[Point labeling data]
>>>

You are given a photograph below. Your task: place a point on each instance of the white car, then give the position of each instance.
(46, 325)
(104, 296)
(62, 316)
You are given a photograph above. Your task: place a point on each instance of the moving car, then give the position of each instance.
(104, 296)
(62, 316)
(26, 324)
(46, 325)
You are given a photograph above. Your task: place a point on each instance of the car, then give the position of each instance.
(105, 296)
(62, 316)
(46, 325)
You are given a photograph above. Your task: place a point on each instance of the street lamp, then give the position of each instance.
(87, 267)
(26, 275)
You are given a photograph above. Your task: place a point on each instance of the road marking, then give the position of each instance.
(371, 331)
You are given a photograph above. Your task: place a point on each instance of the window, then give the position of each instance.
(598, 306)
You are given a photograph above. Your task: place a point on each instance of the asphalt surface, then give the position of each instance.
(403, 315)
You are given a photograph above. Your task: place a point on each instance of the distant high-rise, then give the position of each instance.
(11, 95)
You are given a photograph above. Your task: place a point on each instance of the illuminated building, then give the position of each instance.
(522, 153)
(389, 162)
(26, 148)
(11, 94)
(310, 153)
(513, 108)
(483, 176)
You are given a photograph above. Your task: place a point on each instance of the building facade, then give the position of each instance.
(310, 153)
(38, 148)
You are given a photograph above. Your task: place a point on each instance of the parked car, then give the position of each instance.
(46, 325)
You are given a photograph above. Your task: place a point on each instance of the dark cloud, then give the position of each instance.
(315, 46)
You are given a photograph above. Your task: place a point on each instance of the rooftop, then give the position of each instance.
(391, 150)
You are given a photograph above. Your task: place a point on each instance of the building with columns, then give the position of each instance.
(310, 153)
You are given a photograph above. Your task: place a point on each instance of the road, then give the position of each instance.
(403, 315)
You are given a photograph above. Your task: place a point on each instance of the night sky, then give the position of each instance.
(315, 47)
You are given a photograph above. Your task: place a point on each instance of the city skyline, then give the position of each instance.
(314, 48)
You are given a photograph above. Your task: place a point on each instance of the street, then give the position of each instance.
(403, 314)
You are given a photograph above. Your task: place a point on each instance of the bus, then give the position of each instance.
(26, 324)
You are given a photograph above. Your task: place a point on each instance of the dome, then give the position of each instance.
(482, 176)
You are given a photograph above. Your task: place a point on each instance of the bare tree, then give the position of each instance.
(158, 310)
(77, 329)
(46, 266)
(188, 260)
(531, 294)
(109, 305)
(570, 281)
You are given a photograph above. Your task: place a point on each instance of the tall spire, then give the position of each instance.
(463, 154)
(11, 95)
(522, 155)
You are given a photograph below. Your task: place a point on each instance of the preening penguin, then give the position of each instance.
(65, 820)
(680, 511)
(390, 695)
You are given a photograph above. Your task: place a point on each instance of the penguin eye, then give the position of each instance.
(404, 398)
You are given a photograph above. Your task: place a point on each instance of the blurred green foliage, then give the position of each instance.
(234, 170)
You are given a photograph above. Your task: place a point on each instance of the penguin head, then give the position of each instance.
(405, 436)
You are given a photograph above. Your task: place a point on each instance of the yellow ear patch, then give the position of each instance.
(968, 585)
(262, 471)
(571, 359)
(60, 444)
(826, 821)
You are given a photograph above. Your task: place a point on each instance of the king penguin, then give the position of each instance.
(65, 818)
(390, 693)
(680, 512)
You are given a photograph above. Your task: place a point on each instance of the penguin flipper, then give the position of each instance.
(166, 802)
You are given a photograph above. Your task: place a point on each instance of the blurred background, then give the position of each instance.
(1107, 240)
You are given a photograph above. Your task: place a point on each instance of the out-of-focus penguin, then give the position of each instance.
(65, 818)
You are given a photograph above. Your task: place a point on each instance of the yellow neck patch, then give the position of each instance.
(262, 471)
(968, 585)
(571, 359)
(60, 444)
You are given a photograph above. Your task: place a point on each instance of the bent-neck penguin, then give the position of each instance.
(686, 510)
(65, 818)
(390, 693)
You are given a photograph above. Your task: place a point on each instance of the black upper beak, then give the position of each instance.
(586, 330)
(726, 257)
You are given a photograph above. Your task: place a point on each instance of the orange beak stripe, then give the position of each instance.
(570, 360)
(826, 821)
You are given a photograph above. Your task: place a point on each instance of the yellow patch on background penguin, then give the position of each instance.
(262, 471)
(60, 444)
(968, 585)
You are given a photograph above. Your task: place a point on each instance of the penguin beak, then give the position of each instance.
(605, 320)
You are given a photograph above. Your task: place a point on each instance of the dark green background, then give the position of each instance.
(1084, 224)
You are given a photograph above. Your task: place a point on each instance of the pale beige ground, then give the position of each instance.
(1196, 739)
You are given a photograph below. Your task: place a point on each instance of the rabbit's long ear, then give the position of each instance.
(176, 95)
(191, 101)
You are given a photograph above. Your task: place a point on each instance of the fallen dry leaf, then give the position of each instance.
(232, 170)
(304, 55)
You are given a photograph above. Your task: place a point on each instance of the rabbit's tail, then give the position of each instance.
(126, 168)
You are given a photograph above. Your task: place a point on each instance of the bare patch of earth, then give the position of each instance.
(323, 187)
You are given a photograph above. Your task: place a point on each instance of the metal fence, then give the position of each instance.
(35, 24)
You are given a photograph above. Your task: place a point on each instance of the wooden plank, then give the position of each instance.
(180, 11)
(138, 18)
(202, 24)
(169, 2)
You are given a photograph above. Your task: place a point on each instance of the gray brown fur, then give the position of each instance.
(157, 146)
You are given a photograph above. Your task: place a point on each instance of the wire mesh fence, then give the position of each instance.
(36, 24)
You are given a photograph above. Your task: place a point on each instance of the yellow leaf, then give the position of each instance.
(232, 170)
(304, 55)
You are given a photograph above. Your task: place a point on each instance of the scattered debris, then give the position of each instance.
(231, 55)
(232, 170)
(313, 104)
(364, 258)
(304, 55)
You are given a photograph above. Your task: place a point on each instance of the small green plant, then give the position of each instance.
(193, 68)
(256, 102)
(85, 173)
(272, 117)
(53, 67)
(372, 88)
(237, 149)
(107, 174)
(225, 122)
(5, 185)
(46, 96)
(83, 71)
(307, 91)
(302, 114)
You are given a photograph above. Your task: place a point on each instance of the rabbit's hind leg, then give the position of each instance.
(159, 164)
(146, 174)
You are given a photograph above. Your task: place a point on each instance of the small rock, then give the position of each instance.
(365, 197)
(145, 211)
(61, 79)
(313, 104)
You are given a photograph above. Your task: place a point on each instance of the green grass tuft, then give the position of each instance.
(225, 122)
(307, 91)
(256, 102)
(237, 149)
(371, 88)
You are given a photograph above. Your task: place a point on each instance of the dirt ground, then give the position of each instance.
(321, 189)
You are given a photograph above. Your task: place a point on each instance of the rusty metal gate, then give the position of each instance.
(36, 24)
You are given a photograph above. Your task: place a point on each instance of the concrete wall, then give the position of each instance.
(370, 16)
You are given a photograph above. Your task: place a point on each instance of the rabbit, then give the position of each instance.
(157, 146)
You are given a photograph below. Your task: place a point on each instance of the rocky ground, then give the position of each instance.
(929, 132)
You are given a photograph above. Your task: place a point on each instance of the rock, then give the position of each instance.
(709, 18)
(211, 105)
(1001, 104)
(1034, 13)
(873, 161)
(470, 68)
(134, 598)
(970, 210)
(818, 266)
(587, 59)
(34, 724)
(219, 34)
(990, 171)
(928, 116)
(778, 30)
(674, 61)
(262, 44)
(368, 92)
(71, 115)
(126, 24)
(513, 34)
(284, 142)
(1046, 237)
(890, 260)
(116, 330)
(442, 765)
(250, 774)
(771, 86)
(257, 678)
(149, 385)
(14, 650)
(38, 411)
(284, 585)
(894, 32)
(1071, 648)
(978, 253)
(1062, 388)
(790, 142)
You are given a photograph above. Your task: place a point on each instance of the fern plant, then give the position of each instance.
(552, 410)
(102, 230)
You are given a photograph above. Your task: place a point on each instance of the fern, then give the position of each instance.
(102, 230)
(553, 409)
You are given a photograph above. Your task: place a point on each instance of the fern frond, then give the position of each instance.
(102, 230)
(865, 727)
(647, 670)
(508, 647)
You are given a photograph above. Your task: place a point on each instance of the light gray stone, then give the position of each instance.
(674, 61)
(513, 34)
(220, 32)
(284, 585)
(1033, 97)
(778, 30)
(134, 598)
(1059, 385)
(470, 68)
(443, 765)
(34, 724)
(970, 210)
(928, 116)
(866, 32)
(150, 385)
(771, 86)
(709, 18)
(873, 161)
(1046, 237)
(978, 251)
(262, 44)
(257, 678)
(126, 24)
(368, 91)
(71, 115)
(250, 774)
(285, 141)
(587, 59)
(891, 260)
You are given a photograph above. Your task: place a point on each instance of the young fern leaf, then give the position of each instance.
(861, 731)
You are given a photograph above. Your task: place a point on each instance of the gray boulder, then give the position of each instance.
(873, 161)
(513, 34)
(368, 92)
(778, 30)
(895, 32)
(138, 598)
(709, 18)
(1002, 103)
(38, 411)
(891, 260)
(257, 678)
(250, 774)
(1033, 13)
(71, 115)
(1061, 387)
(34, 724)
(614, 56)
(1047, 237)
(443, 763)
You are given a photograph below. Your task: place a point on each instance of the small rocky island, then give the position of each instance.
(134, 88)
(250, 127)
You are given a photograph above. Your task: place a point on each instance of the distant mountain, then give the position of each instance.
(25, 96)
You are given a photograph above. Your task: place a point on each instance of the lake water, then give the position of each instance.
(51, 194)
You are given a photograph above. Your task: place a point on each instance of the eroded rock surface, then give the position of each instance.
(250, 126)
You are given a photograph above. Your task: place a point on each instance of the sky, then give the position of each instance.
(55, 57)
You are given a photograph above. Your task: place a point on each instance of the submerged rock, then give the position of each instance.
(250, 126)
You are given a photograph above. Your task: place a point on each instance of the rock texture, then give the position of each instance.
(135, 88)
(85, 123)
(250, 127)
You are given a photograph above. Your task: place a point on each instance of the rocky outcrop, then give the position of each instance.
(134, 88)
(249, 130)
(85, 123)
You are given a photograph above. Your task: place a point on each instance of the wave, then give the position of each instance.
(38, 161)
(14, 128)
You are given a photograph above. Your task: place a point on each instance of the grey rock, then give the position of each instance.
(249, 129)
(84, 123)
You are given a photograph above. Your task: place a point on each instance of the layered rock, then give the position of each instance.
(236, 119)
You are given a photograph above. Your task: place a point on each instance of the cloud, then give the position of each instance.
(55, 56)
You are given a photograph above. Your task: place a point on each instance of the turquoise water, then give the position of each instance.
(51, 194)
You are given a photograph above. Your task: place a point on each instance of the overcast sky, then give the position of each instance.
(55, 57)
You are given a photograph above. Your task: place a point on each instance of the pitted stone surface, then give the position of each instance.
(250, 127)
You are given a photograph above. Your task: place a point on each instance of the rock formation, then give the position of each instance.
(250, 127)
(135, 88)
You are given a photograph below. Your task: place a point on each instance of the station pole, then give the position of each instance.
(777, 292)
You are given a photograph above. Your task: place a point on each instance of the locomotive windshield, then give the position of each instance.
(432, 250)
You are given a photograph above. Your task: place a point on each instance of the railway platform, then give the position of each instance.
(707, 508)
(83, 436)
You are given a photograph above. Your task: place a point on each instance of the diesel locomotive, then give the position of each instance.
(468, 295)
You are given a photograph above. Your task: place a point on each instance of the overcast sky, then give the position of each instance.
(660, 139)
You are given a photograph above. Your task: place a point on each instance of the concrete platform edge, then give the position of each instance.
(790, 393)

<<<

What to do » Reproduce the data starting at the line containing "pole, then give the position of each instance." and ending at the final line of the data, both included, offsetting every coordinate in the answers by -116.

Result for this exercise »
You are given a photograph below. Your task: place a point on each instance of the station pole, then give the position of each instance.
(661, 176)
You are given a photograph above. Your task: place a point on each instance of the locomotive windshield, then give the position of each instance.
(316, 134)
You are given a photograph above. Your task: place a point on each instance of the railway platform, then give the position of each instance.
(591, 392)
(-33, 320)
You are given a photograph above. Your task: place a point on each instance of the diesel locomotive, then give the position of each instance.
(352, 179)
You are given a photograph above. Your task: place a point on each instance of the overcast sky, then give the position of each instance.
(544, 23)
You are given a photograph above. Your task: place a point on each instance of the concrete platform edge, then give the position of each instance.
(674, 277)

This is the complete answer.